▶ [EXTRACTED RECORDS]:
|---|
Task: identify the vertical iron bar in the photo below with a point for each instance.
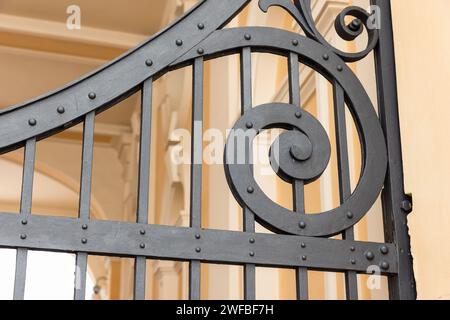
(196, 170)
(85, 201)
(351, 281)
(298, 186)
(25, 212)
(249, 218)
(401, 286)
(140, 263)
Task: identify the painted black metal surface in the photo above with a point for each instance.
(299, 156)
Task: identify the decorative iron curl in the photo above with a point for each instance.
(300, 10)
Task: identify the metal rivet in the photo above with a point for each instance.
(370, 255)
(350, 215)
(384, 250)
(406, 206)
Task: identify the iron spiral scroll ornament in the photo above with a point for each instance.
(302, 152)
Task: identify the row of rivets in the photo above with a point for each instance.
(252, 241)
(92, 95)
(142, 232)
(303, 245)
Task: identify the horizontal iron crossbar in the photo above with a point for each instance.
(174, 243)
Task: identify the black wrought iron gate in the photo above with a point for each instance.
(301, 241)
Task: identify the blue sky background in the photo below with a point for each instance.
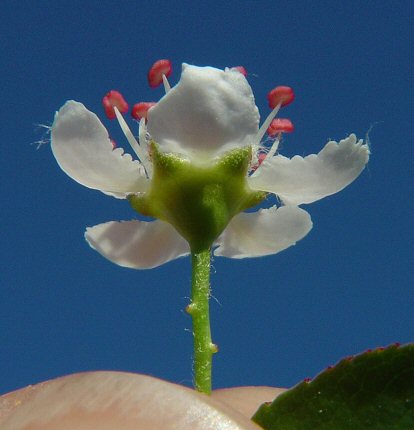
(345, 288)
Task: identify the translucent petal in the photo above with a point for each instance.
(304, 180)
(265, 232)
(137, 244)
(208, 112)
(115, 400)
(84, 151)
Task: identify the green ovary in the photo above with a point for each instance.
(198, 201)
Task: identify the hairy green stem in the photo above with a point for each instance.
(199, 311)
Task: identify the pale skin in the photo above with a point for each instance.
(114, 400)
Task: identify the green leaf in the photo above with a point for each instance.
(374, 390)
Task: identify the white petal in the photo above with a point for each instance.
(116, 400)
(208, 112)
(137, 244)
(265, 232)
(304, 180)
(84, 151)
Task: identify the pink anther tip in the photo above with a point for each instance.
(240, 69)
(280, 95)
(114, 98)
(140, 110)
(280, 125)
(159, 68)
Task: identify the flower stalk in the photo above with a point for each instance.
(199, 311)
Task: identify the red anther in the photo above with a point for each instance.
(140, 110)
(280, 95)
(240, 69)
(280, 125)
(114, 98)
(159, 68)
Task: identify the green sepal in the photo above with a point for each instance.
(372, 391)
(199, 201)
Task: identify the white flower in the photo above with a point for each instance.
(207, 114)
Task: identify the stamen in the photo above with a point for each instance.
(167, 85)
(156, 72)
(280, 125)
(274, 147)
(114, 99)
(266, 124)
(140, 110)
(131, 139)
(142, 136)
(280, 95)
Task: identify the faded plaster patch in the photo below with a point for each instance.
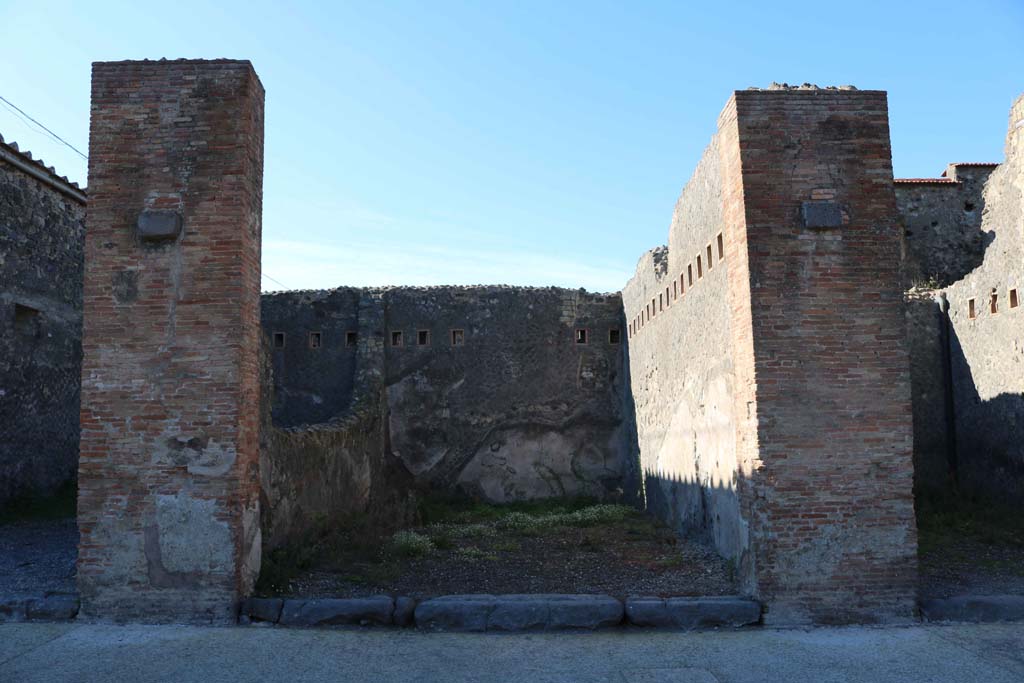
(192, 539)
(252, 541)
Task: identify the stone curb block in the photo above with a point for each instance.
(53, 608)
(262, 609)
(335, 611)
(688, 613)
(974, 608)
(404, 608)
(518, 612)
(455, 612)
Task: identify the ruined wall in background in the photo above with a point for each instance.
(772, 395)
(987, 348)
(42, 224)
(942, 238)
(481, 390)
(933, 477)
(681, 369)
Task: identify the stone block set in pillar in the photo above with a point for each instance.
(168, 475)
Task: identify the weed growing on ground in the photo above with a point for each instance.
(471, 554)
(410, 544)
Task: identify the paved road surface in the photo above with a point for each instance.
(83, 652)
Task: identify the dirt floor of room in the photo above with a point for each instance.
(553, 547)
(563, 547)
(972, 549)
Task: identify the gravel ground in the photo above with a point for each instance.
(38, 556)
(620, 559)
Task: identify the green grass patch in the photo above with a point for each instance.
(943, 523)
(410, 544)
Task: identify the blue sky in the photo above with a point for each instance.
(519, 142)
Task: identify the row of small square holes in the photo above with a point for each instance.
(315, 339)
(993, 303)
(678, 287)
(423, 338)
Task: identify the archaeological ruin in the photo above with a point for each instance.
(817, 344)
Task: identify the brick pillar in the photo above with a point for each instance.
(819, 349)
(168, 476)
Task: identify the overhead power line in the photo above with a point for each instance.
(275, 282)
(48, 131)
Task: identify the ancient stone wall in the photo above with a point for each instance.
(168, 473)
(42, 223)
(929, 380)
(942, 237)
(785, 426)
(484, 390)
(681, 369)
(987, 338)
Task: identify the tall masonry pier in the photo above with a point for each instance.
(168, 476)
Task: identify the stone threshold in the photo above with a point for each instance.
(506, 612)
(46, 607)
(517, 612)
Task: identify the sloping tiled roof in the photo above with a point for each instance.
(925, 181)
(23, 160)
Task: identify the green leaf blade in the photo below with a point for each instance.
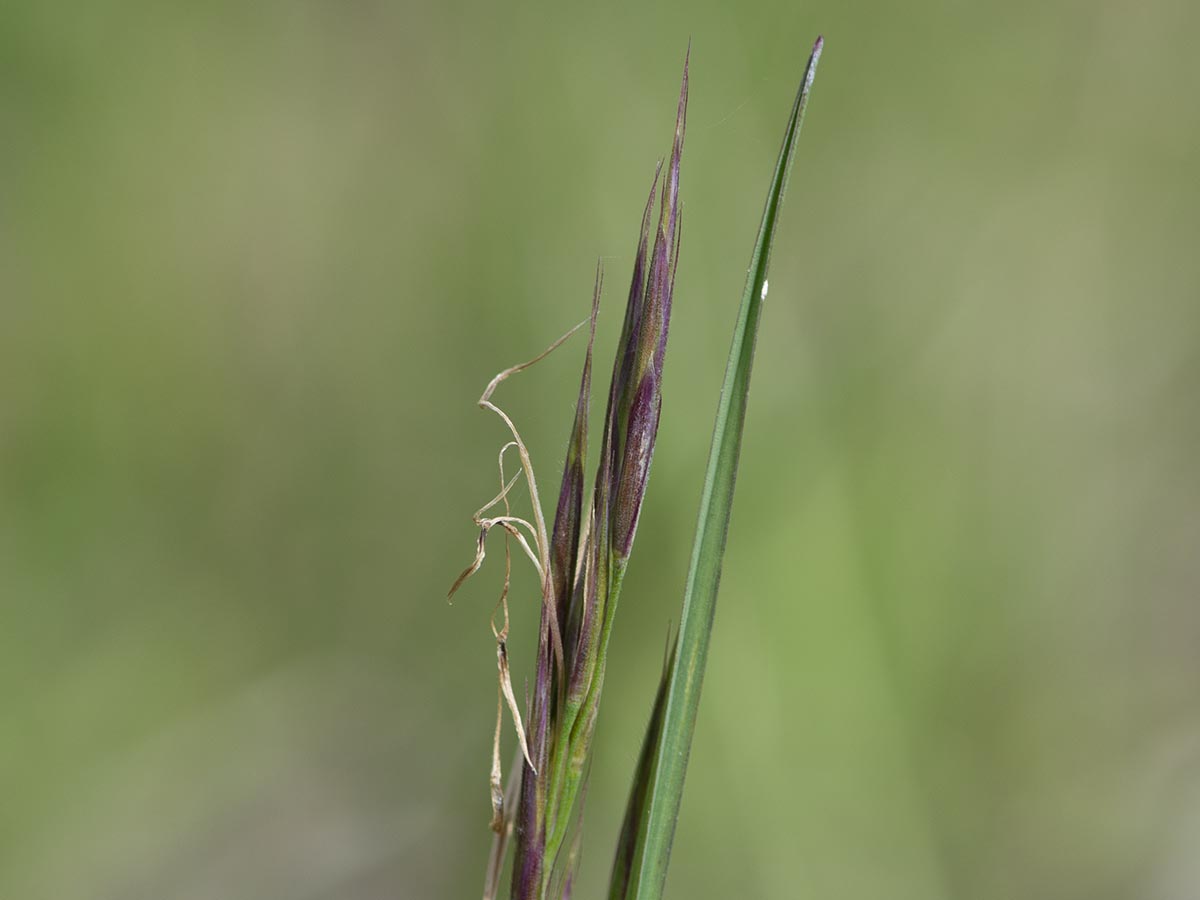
(672, 743)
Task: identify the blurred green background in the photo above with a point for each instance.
(257, 262)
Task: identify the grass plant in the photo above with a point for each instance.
(582, 557)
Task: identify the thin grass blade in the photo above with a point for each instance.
(673, 744)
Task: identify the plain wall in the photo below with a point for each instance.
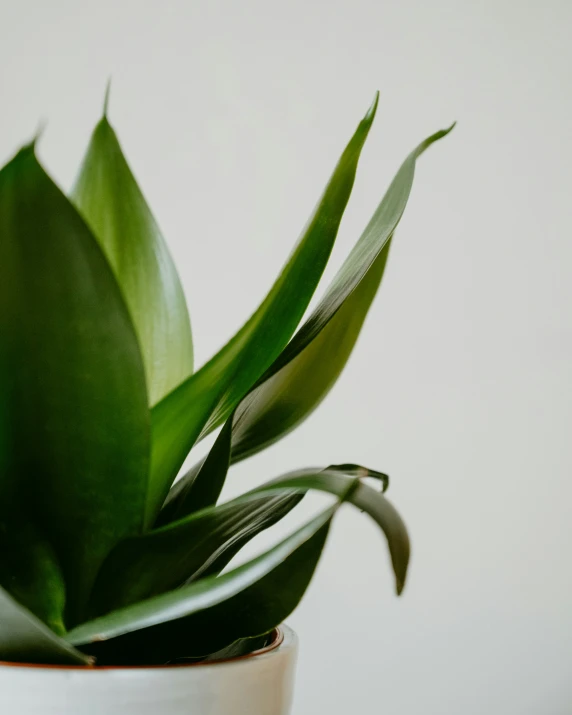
(232, 115)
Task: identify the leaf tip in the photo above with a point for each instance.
(370, 114)
(106, 98)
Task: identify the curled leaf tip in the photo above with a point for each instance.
(106, 98)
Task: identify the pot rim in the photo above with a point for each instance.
(278, 640)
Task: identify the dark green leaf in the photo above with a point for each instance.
(200, 545)
(281, 574)
(311, 363)
(25, 639)
(202, 484)
(215, 611)
(73, 379)
(29, 569)
(207, 398)
(111, 202)
(204, 543)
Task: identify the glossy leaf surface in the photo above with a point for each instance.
(215, 611)
(25, 639)
(308, 367)
(111, 202)
(207, 398)
(78, 435)
(29, 569)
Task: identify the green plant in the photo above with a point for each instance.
(100, 555)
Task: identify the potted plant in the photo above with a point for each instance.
(114, 596)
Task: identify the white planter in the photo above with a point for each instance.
(259, 684)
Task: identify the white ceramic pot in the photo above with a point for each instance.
(258, 684)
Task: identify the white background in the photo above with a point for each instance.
(232, 115)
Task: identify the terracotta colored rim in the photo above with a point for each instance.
(277, 641)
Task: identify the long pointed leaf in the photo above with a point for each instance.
(215, 611)
(73, 379)
(111, 202)
(29, 569)
(204, 543)
(25, 639)
(207, 398)
(309, 366)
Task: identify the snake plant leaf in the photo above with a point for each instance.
(309, 366)
(73, 379)
(216, 592)
(207, 398)
(213, 612)
(205, 542)
(202, 484)
(166, 558)
(25, 639)
(111, 202)
(29, 569)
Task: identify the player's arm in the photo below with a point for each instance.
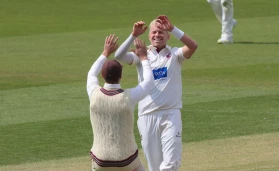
(122, 52)
(92, 77)
(140, 91)
(190, 45)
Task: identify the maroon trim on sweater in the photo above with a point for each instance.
(108, 163)
(111, 92)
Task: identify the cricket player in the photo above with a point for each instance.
(112, 111)
(223, 9)
(159, 121)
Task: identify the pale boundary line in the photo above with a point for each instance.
(246, 153)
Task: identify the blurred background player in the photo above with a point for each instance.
(223, 10)
(112, 111)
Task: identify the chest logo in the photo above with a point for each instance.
(160, 73)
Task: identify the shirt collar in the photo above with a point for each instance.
(112, 86)
(154, 48)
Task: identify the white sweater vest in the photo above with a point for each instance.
(112, 119)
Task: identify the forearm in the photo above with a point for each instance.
(121, 52)
(184, 38)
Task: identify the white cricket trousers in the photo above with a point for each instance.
(161, 139)
(223, 10)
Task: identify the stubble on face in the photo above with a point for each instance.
(158, 37)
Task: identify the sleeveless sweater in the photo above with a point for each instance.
(112, 120)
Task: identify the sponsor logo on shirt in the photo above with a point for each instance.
(178, 134)
(168, 56)
(160, 73)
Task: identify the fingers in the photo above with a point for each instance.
(111, 39)
(139, 24)
(138, 43)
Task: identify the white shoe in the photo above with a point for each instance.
(225, 39)
(234, 23)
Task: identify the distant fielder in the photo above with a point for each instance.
(223, 10)
(159, 119)
(112, 111)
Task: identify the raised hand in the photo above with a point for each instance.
(140, 49)
(139, 28)
(165, 23)
(110, 45)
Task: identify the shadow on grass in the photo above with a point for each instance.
(247, 42)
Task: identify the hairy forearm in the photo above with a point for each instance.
(124, 47)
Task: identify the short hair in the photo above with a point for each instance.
(112, 71)
(154, 23)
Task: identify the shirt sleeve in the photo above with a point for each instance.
(143, 89)
(92, 76)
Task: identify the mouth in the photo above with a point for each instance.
(157, 40)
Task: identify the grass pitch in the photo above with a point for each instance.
(47, 48)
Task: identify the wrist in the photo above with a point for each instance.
(106, 54)
(177, 33)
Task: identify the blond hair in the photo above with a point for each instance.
(154, 23)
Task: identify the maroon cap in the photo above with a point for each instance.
(112, 71)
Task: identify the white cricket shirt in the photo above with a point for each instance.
(166, 67)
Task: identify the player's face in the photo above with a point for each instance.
(158, 37)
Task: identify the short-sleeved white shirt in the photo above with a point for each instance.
(166, 67)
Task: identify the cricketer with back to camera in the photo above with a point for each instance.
(112, 111)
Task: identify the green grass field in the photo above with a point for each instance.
(230, 92)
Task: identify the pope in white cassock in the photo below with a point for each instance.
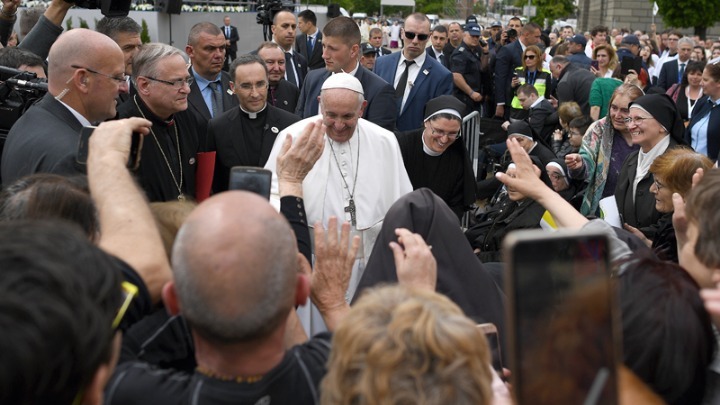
|---|
▶ [YOUR OBJECTIVE]: Please list every line in the entries above that contains the word "blade", and copy each of those lines in full.

▶ [ANSWER TO THE TASK]:
Task: identify the green leaf blade in the photo below with a point for each instance.
Task: identify the thin grass blade in the photo above with a point for each instance.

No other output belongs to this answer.